## PROBLEM
Below is a set of records; restate each one word for word.

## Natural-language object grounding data
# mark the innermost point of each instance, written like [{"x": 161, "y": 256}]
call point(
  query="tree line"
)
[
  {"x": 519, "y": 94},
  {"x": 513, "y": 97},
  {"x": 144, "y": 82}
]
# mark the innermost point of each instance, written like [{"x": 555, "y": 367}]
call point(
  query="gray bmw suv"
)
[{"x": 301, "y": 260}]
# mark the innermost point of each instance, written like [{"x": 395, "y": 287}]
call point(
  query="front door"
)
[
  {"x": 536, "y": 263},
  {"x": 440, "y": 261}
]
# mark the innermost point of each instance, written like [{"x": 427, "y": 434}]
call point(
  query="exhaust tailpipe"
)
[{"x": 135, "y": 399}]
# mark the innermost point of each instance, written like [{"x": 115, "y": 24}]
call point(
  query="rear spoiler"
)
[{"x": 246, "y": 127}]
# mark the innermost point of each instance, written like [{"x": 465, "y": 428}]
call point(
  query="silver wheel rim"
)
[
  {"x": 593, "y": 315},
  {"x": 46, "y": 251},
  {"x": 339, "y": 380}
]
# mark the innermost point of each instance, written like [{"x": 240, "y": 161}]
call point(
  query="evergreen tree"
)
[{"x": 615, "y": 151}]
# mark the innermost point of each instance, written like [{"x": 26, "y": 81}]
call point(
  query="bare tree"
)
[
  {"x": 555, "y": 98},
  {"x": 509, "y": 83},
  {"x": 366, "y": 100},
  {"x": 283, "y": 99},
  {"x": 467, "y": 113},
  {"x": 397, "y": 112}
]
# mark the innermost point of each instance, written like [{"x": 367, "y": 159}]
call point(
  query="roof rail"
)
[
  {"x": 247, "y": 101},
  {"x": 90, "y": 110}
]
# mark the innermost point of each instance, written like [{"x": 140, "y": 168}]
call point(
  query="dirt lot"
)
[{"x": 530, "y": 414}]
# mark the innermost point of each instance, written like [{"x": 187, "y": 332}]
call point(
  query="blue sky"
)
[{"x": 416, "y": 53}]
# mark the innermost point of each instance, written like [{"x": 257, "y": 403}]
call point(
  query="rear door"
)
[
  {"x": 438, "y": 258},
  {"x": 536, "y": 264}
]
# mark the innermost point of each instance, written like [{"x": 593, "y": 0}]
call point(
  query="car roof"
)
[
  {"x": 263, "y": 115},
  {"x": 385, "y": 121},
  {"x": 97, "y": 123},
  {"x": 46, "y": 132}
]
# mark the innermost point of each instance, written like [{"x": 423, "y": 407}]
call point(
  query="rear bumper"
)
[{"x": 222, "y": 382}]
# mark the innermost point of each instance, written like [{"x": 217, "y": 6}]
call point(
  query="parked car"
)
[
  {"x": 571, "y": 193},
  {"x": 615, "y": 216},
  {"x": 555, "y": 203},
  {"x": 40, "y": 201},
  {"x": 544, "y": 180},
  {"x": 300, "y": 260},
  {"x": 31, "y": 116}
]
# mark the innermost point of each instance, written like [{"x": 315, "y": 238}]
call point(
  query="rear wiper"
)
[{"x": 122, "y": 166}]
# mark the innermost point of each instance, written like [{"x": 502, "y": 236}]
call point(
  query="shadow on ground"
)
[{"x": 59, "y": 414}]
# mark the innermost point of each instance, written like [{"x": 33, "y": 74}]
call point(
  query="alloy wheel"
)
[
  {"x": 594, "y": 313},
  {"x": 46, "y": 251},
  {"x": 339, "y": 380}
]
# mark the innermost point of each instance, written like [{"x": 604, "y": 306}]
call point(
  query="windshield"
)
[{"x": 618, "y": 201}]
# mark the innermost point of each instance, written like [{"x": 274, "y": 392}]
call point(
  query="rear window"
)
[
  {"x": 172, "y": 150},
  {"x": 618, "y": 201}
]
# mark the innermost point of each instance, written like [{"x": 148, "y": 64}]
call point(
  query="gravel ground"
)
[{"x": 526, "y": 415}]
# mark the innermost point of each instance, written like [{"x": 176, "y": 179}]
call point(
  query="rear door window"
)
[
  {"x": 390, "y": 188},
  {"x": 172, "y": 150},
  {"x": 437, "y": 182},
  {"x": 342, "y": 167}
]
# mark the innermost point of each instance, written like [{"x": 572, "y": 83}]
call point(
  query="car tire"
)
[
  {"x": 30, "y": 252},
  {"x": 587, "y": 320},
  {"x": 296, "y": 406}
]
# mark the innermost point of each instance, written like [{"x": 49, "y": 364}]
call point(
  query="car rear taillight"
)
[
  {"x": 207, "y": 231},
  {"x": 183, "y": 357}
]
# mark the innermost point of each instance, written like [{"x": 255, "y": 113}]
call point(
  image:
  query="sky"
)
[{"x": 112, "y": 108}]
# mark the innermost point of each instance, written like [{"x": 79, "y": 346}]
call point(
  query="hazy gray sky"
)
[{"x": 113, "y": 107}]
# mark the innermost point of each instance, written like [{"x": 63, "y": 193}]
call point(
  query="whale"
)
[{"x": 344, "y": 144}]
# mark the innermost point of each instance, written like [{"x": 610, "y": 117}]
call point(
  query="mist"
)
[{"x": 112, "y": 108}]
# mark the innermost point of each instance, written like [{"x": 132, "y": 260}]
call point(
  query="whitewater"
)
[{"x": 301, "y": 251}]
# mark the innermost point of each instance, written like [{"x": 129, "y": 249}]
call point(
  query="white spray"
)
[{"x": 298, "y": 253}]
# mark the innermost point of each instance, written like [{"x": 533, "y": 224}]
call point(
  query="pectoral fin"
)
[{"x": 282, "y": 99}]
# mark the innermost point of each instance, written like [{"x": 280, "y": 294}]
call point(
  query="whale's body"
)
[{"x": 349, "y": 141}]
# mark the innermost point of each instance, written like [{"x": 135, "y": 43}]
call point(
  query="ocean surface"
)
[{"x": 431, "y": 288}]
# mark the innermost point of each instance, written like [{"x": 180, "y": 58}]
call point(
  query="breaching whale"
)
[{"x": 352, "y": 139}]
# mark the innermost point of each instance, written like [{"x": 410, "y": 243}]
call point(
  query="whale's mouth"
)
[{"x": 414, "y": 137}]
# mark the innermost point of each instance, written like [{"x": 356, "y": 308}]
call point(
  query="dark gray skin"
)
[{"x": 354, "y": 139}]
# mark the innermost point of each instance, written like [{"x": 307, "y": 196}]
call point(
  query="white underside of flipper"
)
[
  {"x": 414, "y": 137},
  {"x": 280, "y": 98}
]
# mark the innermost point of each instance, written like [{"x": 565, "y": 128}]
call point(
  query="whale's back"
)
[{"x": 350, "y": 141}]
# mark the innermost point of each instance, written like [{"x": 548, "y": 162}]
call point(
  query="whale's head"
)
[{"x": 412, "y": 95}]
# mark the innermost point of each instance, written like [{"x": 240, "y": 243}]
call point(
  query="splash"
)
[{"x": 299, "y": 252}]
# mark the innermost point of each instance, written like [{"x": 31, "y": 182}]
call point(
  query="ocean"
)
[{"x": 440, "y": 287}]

## SOLUTION FOR THIS EXERCISE
# mark the innermost point of each instance, written like [{"x": 161, "y": 256}]
call point(
  query="tree line"
)
[
  {"x": 519, "y": 94},
  {"x": 513, "y": 97},
  {"x": 144, "y": 82}
]
# mark the innermost point of each instance, written like [{"x": 555, "y": 367}]
call point(
  query="gray bmw suv"
)
[{"x": 301, "y": 260}]
# mark the innermost point of each instance, written like [{"x": 395, "y": 287}]
call point(
  query="front door"
)
[
  {"x": 536, "y": 263},
  {"x": 440, "y": 261}
]
# mark the innermost point of each instance, written like [{"x": 427, "y": 434}]
call point(
  query="exhaust tailpipe"
)
[{"x": 135, "y": 399}]
# mark the innermost point of each instance, written like [{"x": 115, "y": 24}]
call point(
  query="rear spoiler"
)
[{"x": 246, "y": 127}]
# mark the innermost point of each instance, written like [{"x": 465, "y": 428}]
call point(
  query="silver wheel rim"
)
[
  {"x": 593, "y": 315},
  {"x": 46, "y": 251},
  {"x": 339, "y": 380}
]
# mark the innermost point of each instance, written like [{"x": 240, "y": 161}]
call point(
  query="evergreen tree"
)
[{"x": 615, "y": 151}]
# mark the innermost point of each instance, written like [{"x": 26, "y": 81}]
call point(
  query="bare tree"
)
[
  {"x": 555, "y": 98},
  {"x": 509, "y": 83},
  {"x": 366, "y": 100},
  {"x": 283, "y": 99},
  {"x": 467, "y": 113},
  {"x": 397, "y": 112}
]
# mark the innermost point of each instance, written like [{"x": 367, "y": 159}]
call point(
  query="roof rail"
)
[
  {"x": 247, "y": 101},
  {"x": 90, "y": 110}
]
# mark the innermost point of each instance, written like [{"x": 140, "y": 168}]
call point(
  query="dirt lot"
)
[{"x": 530, "y": 414}]
# mark the innermost point of each instance, written like [{"x": 187, "y": 332}]
call point(
  query="blue sky"
)
[{"x": 416, "y": 53}]
# mark the innermost point of each instance, written like [{"x": 257, "y": 403}]
call point(
  query="rear door"
)
[
  {"x": 438, "y": 258},
  {"x": 536, "y": 264}
]
# mark the innermost point of each instance, written like [{"x": 593, "y": 0}]
call point(
  query="car roof"
)
[
  {"x": 263, "y": 115},
  {"x": 385, "y": 121},
  {"x": 97, "y": 123},
  {"x": 46, "y": 132}
]
# mark the innermost point of each instance, written like [{"x": 423, "y": 407}]
call point(
  query="rear bumper"
)
[{"x": 222, "y": 382}]
# mark the innermost point of each instance, written like [{"x": 217, "y": 6}]
call point(
  query="parked car"
)
[
  {"x": 571, "y": 193},
  {"x": 615, "y": 216},
  {"x": 555, "y": 203},
  {"x": 40, "y": 201},
  {"x": 544, "y": 180},
  {"x": 300, "y": 260},
  {"x": 31, "y": 116}
]
# mark the innermost point of each instance, written like [{"x": 315, "y": 238}]
call point(
  query="rear wiper"
)
[{"x": 122, "y": 166}]
# mark the innermost point of each instance, written like [{"x": 502, "y": 236}]
call point(
  query="shadow on ground"
)
[{"x": 59, "y": 414}]
# mark the innermost point of each instance, written like [{"x": 33, "y": 74}]
call point(
  query="alloy wheel"
)
[
  {"x": 594, "y": 313},
  {"x": 46, "y": 251},
  {"x": 339, "y": 380}
]
# mark the innermost point of each instance, written like [{"x": 604, "y": 306}]
call point(
  query="windshield"
)
[{"x": 618, "y": 201}]
# mark the innermost point of each instance, written like [{"x": 274, "y": 392}]
call point(
  query="rear window"
)
[
  {"x": 172, "y": 150},
  {"x": 618, "y": 201}
]
# mark the innermost point of each instance, written like [{"x": 148, "y": 64}]
call point(
  query="gravel ground"
)
[{"x": 526, "y": 415}]
# mark the innermost point of each instance, written like [{"x": 176, "y": 179}]
call point(
  query="rear door window"
)
[
  {"x": 390, "y": 188},
  {"x": 172, "y": 150},
  {"x": 437, "y": 182},
  {"x": 342, "y": 167}
]
# mark the innermost point of each instance, written like [{"x": 572, "y": 83}]
call point(
  query="car tire"
)
[
  {"x": 30, "y": 252},
  {"x": 587, "y": 320},
  {"x": 296, "y": 406}
]
# mark the innermost point of each instance, written like [{"x": 49, "y": 364}]
call point(
  query="car rear taillight"
)
[
  {"x": 207, "y": 231},
  {"x": 183, "y": 357}
]
# mark the innermost point of each instance, written like [{"x": 255, "y": 113}]
call point(
  image:
  query="sky"
)
[{"x": 112, "y": 108}]
# mark the innermost point of each instance, written like [{"x": 79, "y": 346}]
call point(
  query="hazy gray sky"
)
[{"x": 113, "y": 107}]
# mark the innermost point of each instance, written like [{"x": 63, "y": 193}]
call point(
  query="whale"
)
[{"x": 344, "y": 144}]
# mark the innermost point of each instance, written like [{"x": 610, "y": 117}]
call point(
  query="mist"
)
[{"x": 112, "y": 108}]
# mark the innermost point of each instance, written like [{"x": 132, "y": 260}]
call point(
  query="whitewater"
)
[{"x": 301, "y": 251}]
# mark the innermost point of each instance, written like [{"x": 129, "y": 249}]
call point(
  query="white spray"
)
[{"x": 298, "y": 253}]
# mark the innermost point of each instance, written like [{"x": 533, "y": 224}]
call point(
  query="pectoral fin"
)
[{"x": 282, "y": 99}]
# mark the innermost point of each instance, written like [{"x": 280, "y": 294}]
call point(
  query="whale's body"
)
[{"x": 349, "y": 141}]
# mark the innermost point of each instance, written like [{"x": 135, "y": 43}]
call point(
  query="ocean surface"
)
[{"x": 431, "y": 288}]
# mark the innermost point of each instance, written like [{"x": 180, "y": 58}]
call point(
  query="breaching whale"
)
[{"x": 352, "y": 139}]
# mark the innermost point of each instance, written like [{"x": 410, "y": 243}]
call point(
  query="whale's mouth"
)
[{"x": 414, "y": 137}]
# mark the innermost point of each instance, written like [{"x": 356, "y": 308}]
call point(
  query="dark gray skin"
)
[{"x": 354, "y": 139}]
# mark the innermost point of each instance, written like [{"x": 307, "y": 196}]
call point(
  query="white underside of flipper"
)
[
  {"x": 414, "y": 137},
  {"x": 280, "y": 98}
]
# mark the innermost point of each instance, written like [{"x": 565, "y": 128}]
call point(
  query="whale's back"
)
[{"x": 350, "y": 141}]
# mark the innermost point of each instance, written like [{"x": 548, "y": 162}]
call point(
  query="whale's head"
)
[{"x": 412, "y": 95}]
# mark the innermost point of each instance, written like [{"x": 240, "y": 243}]
call point(
  query="splash"
)
[{"x": 299, "y": 252}]
# mark the innermost point of each instance, written like [{"x": 31, "y": 182}]
call point(
  query="ocean"
)
[{"x": 440, "y": 287}]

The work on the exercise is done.